→ TEXTO FORNECIDO
::::::::::

Aconteceu em São Paulo, apenas uma pequena vila no ano de 1562. Reuniram-se as autoridades e, desse acontecimento, resultou a nomeação de João Ramalho para o cargo de "capitão para a guerra", conforme o registro em ata:
"Aos vinte e quatro dias do mês de junho da era de mil e quinhentos e sessenta e dois anos nesta Vila de São Paulo nas casas da morada de Diogo Vaz (¹) vereador se ajuntaram os oficiais da Câmara para darem juramento dos Santos Evangelhos para que bem e verdadeiramente servisse o cargo de capitão da dita Vila a João Ramalho [...]."
Era assim, mediante juramento, com a mão direita sobre o Livro Sagrado, que qualquer indivíduo indicado ao serviço público era admitido às suas funções. Sem isso, nem pensar! Mas já é outro assunto, se a dita cerimônia acabava ou não por garantir um mínimo de decência e honestidade da parte de quem jurava.
Pois bem, efetivado João Ramalho no cargo, foi passada uma provisão com o seguinte teor, que deveria vir ao conhecimento de toda a população da Vila:
"João Colaço capitão em toda esta capitania de São Vicente pelo senhor Martim Afonso de Sousa (²) capitão e governador dela por el-Rei nosso senhor e faço saber aos que esta minha provisão virem em como por vozes e eleição saiu por capitão para a guerra João Ramalho ao qual eu dou todo meu poder para a guerra [...] e mando que na dita guerra se houver lhe obedeçam em tudo o que necessário for [...] sob pena de qualquer que ao dito João Ramalho não quiser obedecer na dita guerra será preso e da cadeia pagará vinte cruzados e um ano de degredo para a Bertioga [...]."

::::::::::

→ DADOS APRESENTADOS
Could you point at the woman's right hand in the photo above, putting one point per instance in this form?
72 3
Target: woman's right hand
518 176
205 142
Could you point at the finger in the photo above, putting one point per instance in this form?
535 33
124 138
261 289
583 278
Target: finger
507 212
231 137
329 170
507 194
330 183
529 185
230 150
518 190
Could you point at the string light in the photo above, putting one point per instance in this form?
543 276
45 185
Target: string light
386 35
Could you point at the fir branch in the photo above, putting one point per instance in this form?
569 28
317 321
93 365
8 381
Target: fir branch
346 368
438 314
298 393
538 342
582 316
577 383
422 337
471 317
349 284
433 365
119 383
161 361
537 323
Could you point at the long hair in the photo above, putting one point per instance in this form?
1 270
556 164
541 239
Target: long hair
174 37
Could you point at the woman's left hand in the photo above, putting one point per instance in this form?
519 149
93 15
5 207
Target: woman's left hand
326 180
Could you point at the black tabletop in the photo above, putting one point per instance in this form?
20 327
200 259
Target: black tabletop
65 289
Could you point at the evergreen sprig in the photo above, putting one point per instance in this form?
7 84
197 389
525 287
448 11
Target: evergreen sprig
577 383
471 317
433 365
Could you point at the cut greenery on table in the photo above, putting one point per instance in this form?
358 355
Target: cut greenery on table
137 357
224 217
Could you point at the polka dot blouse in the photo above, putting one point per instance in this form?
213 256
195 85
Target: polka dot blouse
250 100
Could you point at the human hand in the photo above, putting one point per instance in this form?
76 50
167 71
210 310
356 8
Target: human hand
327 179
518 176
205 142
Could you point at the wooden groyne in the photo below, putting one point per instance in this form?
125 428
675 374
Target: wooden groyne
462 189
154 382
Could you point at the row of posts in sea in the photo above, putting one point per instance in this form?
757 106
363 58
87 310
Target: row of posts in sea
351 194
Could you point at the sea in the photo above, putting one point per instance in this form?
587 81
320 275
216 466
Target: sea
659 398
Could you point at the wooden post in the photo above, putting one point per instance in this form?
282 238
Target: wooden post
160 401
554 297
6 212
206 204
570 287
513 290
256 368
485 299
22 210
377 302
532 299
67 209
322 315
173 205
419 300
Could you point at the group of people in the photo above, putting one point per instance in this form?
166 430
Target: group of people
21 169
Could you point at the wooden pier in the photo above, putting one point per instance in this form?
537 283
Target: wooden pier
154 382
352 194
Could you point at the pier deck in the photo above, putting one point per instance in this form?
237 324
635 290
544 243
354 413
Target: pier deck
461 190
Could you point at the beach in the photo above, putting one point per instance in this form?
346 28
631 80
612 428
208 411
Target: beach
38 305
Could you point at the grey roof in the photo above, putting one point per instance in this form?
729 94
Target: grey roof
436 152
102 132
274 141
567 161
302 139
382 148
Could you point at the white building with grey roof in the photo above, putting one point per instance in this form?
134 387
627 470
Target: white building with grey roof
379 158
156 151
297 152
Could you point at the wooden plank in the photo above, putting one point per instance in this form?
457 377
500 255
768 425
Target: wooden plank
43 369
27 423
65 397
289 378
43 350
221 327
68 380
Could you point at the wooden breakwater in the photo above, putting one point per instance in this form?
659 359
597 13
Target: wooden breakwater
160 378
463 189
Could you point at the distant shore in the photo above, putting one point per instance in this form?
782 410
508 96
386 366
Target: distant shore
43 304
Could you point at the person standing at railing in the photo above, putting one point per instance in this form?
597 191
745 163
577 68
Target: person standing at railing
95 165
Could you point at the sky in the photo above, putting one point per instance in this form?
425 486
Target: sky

::::::::::

→ TAREFAS A REALIZAR
a - Responda, com base no texto sobre a nomeação de João Ramalho:
(i) Em que casas se reuniram os oficiais da Câmara?
(ii) Com que mão sobre o Livro Sagrado se fazia o juramento?
(iii) Quanto pagaria da cadeia quem não quisesse obedecer a João Ramalho na guerra?
b - Reproduza o trecho do texto sobre a nomeação de João Ramalho que começa nas palavras "Era assim, mediante" e termina após "de quem jurava.".
c - Escreva a continuação do texto sobre a nomeação de João Ramalho a partir do ponto em que ele termina.

→ RESPOSTAS ESPERADAS
a -
(i) Nas casas da morada de Diogo Vaz, vereador.
(ii) Com a mão direita.
(iii) Vinte cruzados.

b -
Era assim, mediante juramento, com a mão direita sobre o Livro Sagrado, que qualquer indivíduo indicado ao serviço público era admitido às suas funções. Sem isso, nem pensar! Mas já é outro assunto, se a dita cerimônia acabava ou não por garantir um mínimo de decência e honestidade da parte de quem jurava.

c -
Tomem fôlego, leitores - as atas desse tempo dificilmente tinham alguma pontuação. Para reduzir o sofrimento, o texto foi transcrito na ortografia atual, como é costume neste blog. Vejam que, malgrado a evidente falta de habilidade do escrivão, o texto segue a linguagem jurídica típica da época. Mas há nele algumas questões intrigantes. Vejamos:
Que guerra era essa, para a qual João Ramalho foi indicado capitão? O documento não diz, mas o isolamento da Vila de São Paulo no Planalto e sua distância em relação ao mar permitem supor que se tratava de alguma rusga com indígenas - algo muito comum, portanto, já que colonizadores queriam ficar na terra e escravizar ameríndios, os quais, por sua vez, não queriam ser escravizados e, como é óbvio, lutavam para, se possível, expulsar os colonizadores.
Outro fato interessante é que, feita a nomeação, seguiu-se uma provisão ameaçando quem ousasse desobedecer ao novo warlord. Não imaginem, leitores, que isso fosse mera formalidade. A vilazinha de São Paulo era palco de frequentes agitações, sendo seus turbulentos moradores os mais talentosos intérpretes de encrencas e desacatos. Que o dissesse o próprio João Ramalho e sua famosa prole!... Como os habitantes da vila eram ainda pouco numerosos, não se admitia que alguém tentasse escapulir ao dever de prestar auxílio em caso de guerra.
Finalmente, notemos que, além de prisão e multa, o eventual desobediente seria condenado a um ano de degredo na Bertioga. O que é que tornava tal lugar um destino indesejável?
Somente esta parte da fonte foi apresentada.